[Point annotation set entries]
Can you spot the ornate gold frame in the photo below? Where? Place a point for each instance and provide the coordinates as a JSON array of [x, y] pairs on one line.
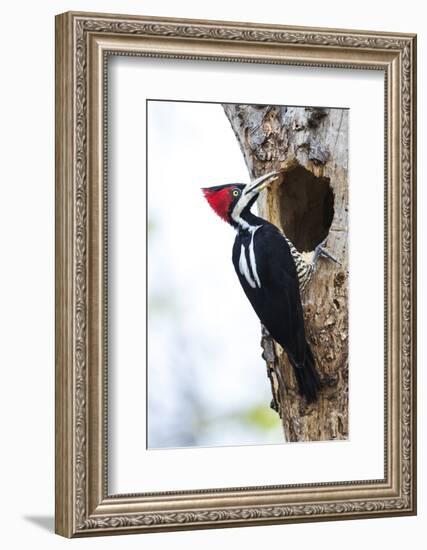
[[83, 42]]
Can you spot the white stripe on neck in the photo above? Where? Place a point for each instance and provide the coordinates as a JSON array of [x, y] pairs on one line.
[[244, 269]]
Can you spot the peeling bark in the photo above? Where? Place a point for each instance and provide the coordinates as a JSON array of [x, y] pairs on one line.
[[309, 204]]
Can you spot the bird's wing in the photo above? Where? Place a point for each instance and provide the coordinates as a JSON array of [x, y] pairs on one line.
[[276, 300]]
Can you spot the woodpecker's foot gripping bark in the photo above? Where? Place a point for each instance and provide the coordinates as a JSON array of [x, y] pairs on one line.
[[320, 250]]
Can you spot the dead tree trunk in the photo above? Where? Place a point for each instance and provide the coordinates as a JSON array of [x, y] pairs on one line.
[[309, 204]]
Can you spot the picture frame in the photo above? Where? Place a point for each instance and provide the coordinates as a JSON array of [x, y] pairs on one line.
[[84, 41]]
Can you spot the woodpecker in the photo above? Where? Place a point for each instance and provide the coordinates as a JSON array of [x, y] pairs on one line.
[[272, 274]]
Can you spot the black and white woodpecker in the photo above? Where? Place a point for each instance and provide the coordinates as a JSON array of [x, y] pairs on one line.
[[272, 273]]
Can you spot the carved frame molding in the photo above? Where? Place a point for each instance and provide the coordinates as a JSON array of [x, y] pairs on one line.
[[83, 43]]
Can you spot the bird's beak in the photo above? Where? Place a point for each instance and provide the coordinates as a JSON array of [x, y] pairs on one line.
[[261, 183]]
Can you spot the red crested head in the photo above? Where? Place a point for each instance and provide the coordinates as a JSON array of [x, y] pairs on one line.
[[222, 199]]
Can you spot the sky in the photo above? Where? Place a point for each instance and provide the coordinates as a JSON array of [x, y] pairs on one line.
[[207, 382]]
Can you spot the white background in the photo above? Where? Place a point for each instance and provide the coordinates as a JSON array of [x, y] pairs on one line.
[[133, 80], [27, 207]]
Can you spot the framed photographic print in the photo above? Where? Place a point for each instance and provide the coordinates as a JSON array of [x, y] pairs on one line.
[[235, 274]]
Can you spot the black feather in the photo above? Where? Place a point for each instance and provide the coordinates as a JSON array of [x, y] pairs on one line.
[[277, 302]]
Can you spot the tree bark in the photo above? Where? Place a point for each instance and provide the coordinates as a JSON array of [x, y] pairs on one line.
[[309, 203]]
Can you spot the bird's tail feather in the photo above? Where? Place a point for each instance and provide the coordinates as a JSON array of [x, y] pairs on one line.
[[308, 379]]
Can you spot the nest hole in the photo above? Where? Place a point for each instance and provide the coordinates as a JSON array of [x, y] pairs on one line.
[[306, 208]]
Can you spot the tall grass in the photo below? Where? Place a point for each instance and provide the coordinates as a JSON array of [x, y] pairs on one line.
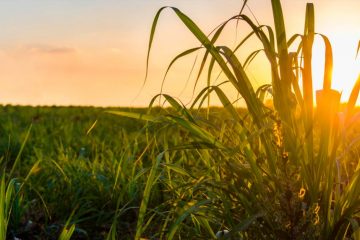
[[270, 173]]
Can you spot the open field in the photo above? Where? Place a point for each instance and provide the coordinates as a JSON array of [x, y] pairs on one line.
[[286, 166], [96, 179]]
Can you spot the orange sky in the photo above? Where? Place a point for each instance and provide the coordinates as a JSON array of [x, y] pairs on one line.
[[93, 52]]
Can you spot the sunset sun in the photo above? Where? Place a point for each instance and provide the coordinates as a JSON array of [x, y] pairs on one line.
[[234, 119], [346, 66]]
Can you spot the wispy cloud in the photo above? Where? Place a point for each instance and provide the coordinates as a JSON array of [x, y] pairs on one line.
[[47, 49]]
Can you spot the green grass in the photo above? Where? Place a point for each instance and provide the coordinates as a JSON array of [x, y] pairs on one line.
[[286, 171]]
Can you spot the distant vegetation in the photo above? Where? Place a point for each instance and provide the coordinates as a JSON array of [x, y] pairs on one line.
[[281, 171]]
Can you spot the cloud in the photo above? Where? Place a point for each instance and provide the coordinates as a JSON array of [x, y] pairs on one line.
[[48, 49]]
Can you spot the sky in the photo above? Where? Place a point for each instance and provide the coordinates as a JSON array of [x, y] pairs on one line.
[[93, 52]]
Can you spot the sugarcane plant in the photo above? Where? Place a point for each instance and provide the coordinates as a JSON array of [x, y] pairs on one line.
[[272, 172]]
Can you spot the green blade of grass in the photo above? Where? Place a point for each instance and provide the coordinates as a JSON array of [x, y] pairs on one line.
[[146, 195]]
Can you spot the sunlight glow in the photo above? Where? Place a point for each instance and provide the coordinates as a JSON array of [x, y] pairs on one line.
[[346, 67]]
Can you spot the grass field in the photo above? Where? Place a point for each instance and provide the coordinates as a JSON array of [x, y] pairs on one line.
[[280, 168]]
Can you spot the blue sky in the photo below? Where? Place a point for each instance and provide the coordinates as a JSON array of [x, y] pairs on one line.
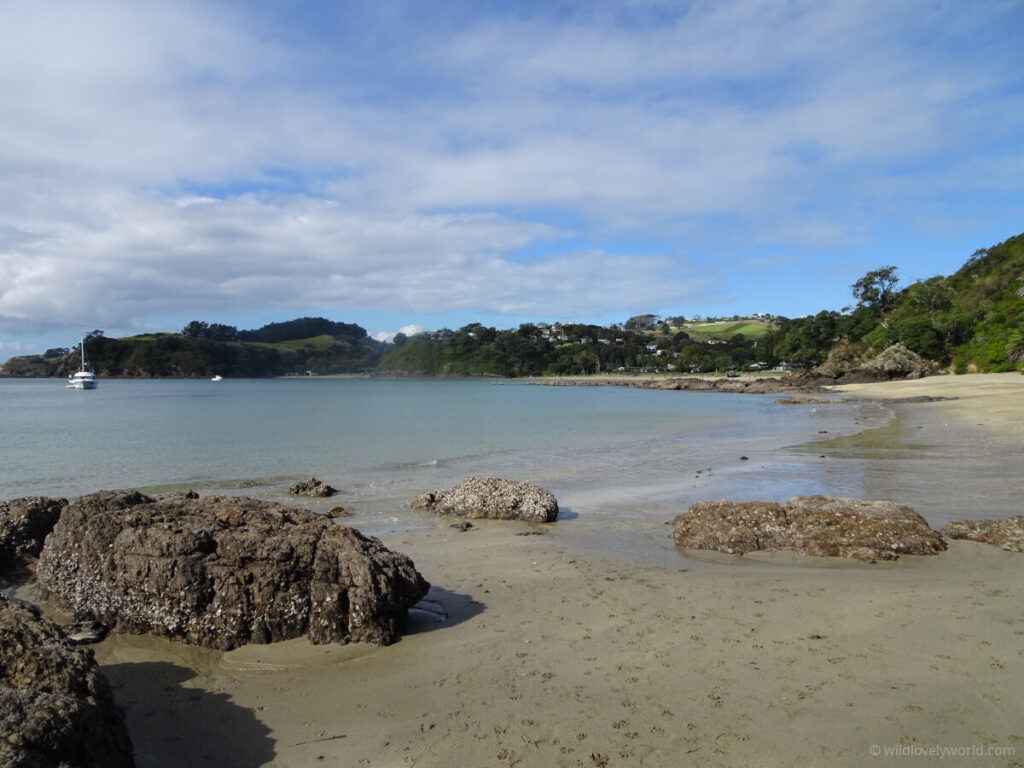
[[427, 165]]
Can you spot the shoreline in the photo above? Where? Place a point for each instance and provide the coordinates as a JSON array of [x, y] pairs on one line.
[[531, 651]]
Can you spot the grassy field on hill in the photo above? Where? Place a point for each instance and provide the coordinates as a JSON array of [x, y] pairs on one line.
[[750, 329]]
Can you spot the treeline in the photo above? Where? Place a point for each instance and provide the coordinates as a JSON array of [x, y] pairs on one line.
[[203, 350], [971, 321], [302, 328], [560, 349]]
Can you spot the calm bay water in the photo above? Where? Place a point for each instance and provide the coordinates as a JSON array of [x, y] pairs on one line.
[[614, 457]]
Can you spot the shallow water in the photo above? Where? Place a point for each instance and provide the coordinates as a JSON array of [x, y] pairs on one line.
[[621, 461]]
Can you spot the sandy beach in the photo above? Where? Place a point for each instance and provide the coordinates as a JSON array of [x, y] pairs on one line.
[[529, 652]]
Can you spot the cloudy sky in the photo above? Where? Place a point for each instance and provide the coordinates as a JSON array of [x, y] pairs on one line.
[[399, 164]]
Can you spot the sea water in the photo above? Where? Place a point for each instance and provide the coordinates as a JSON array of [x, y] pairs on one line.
[[617, 459]]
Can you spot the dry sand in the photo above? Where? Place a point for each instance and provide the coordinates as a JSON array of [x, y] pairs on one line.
[[529, 653]]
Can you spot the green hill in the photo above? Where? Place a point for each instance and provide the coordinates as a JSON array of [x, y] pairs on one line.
[[972, 321], [192, 354]]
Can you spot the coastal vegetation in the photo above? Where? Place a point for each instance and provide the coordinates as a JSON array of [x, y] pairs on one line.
[[971, 321]]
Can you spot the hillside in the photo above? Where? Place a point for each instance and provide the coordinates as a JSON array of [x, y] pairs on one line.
[[971, 321], [192, 355]]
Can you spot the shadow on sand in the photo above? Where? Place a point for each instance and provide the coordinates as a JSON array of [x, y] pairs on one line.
[[439, 609], [171, 724]]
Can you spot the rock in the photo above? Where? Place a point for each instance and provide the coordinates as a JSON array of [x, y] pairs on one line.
[[24, 525], [820, 525], [1008, 534], [492, 498], [312, 487], [897, 363], [806, 399], [222, 571], [55, 706]]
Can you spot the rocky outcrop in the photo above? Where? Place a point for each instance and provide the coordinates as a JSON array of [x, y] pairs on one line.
[[55, 707], [808, 399], [897, 363], [312, 487], [1008, 534], [820, 525], [743, 385], [222, 571], [481, 497], [24, 525]]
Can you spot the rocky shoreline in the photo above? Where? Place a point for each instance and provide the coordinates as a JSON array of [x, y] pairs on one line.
[[525, 651]]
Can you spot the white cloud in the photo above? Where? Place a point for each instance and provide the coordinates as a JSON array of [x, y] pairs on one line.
[[167, 158], [412, 330]]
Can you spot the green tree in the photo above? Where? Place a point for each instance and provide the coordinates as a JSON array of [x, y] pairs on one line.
[[877, 290]]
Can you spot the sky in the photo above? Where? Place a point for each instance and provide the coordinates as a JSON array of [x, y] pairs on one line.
[[412, 165]]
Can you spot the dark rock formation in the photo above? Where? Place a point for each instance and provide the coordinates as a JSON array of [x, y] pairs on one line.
[[808, 399], [312, 487], [897, 363], [222, 571], [24, 525], [773, 385], [821, 525], [1008, 534], [55, 707], [492, 498]]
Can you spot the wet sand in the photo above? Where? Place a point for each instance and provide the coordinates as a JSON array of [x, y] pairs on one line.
[[529, 652]]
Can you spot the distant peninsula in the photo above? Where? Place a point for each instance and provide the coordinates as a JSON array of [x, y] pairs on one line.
[[972, 321]]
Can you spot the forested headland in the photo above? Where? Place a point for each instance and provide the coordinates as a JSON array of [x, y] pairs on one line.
[[972, 321]]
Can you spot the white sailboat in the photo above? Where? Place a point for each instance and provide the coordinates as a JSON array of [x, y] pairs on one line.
[[83, 378]]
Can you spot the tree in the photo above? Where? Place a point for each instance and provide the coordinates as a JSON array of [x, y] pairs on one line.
[[641, 322], [877, 290]]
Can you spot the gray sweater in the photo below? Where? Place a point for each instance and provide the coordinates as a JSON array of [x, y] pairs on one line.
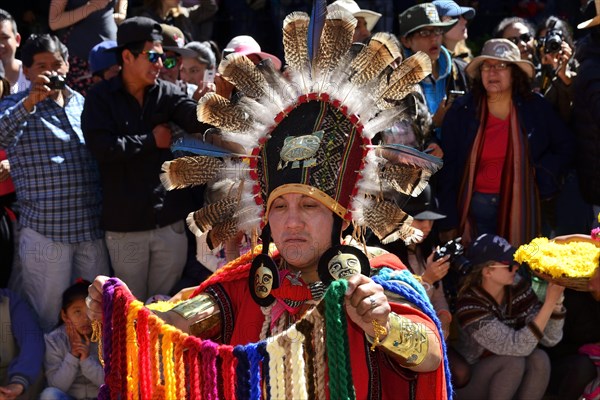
[[80, 379], [489, 328]]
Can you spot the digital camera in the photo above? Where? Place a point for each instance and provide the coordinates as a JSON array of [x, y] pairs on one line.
[[56, 82], [457, 260]]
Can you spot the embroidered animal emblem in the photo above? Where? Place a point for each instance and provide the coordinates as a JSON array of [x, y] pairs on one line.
[[300, 148]]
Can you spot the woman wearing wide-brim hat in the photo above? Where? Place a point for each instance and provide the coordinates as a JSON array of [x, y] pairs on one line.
[[505, 150]]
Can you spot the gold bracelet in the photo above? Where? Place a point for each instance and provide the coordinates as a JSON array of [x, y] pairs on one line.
[[379, 330], [406, 339]]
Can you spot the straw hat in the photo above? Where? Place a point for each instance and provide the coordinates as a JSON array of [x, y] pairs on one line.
[[247, 45], [371, 17], [501, 50]]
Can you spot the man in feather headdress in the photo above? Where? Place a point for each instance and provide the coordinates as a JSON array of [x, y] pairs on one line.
[[312, 172]]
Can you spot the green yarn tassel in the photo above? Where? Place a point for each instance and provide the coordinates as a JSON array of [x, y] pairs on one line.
[[338, 350]]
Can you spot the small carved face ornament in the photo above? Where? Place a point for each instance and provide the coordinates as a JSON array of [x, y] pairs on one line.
[[263, 282], [344, 266]]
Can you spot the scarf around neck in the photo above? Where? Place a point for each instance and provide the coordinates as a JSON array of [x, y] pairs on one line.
[[519, 208]]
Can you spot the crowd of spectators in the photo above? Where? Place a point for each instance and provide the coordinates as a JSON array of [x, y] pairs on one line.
[[89, 110]]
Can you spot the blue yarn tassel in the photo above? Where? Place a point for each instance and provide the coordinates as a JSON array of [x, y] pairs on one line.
[[391, 280]]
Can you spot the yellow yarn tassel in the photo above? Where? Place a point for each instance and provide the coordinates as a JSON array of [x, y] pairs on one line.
[[97, 338]]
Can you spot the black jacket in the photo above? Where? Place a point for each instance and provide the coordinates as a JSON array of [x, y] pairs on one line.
[[586, 118], [118, 132]]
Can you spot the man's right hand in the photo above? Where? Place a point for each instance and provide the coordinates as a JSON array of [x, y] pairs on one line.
[[162, 136], [94, 299], [38, 91]]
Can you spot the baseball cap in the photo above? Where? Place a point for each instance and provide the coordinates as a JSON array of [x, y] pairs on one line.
[[371, 17], [101, 56], [451, 9], [246, 45], [138, 29], [490, 247], [421, 16], [424, 206]]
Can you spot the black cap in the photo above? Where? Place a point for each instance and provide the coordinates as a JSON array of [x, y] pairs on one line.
[[489, 247], [420, 16], [138, 29], [424, 206]]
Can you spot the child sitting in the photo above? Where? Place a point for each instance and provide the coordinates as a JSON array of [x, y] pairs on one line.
[[72, 366]]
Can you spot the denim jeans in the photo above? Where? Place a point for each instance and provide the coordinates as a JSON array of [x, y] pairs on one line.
[[150, 262], [48, 268], [484, 212]]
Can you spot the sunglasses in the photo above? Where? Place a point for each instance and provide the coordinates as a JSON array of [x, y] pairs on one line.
[[154, 56], [498, 67], [524, 37], [512, 265], [429, 32]]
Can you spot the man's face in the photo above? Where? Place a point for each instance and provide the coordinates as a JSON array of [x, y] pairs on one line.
[[46, 62], [519, 34], [427, 40], [140, 68], [9, 41], [170, 74], [301, 229], [361, 32], [458, 31]]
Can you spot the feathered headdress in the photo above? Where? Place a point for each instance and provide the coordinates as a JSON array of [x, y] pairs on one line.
[[310, 130]]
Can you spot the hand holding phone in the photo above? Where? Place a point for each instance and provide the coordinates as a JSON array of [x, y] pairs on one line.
[[453, 94], [209, 76]]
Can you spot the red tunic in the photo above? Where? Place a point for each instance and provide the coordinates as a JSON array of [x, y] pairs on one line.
[[375, 375]]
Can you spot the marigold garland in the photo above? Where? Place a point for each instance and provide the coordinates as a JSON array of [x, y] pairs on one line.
[[575, 259]]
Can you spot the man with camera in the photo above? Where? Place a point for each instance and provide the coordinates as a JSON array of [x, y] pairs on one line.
[[127, 122], [56, 180]]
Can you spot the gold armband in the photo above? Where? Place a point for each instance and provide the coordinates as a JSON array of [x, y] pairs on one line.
[[407, 340], [204, 316]]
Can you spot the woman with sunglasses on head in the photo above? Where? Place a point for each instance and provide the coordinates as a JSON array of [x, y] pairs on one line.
[[501, 323], [505, 151]]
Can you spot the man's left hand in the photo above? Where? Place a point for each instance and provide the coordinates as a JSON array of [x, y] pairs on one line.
[[365, 302]]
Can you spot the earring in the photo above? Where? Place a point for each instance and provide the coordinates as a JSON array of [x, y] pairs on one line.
[[342, 262], [264, 275]]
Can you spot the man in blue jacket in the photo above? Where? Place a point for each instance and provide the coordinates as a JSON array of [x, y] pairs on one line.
[[127, 124]]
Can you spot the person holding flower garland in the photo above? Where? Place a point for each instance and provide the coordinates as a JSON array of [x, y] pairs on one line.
[[312, 173], [501, 323]]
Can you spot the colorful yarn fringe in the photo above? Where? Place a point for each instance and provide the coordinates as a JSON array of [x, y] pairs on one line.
[[402, 282], [147, 359]]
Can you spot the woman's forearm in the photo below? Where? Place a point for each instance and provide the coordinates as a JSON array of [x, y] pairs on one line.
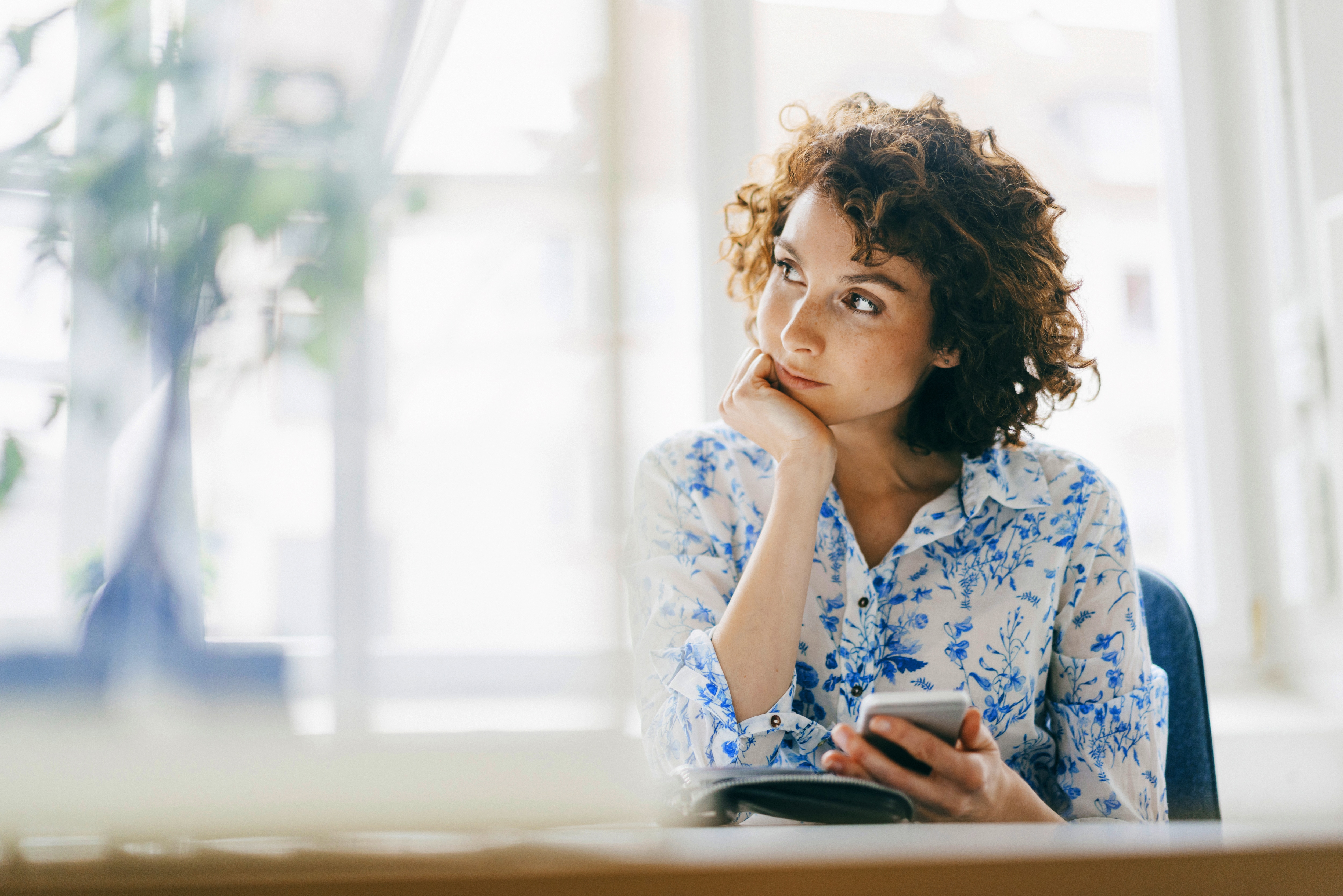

* [Your task]:
Extract every line of the entries above that contains the string "woodpecker".

* [Answer to the exercise]:
Can you spot the woodpecker's foot gripping bark in the photo above? Where? Place a point for each instance and provide the coordinates as a JSON array of [x, y] pairs on one line.
Can you spot the woodpecker in the photo above? Where? Place a point for each instance and provide the coordinates as a JSON array of [x, y] pairs on one line.
Can you spot the black and white woodpecker in the photo above? Where? Place a point for each instance and provide the coordinates as a JSON array of [x, y] pairs on one line.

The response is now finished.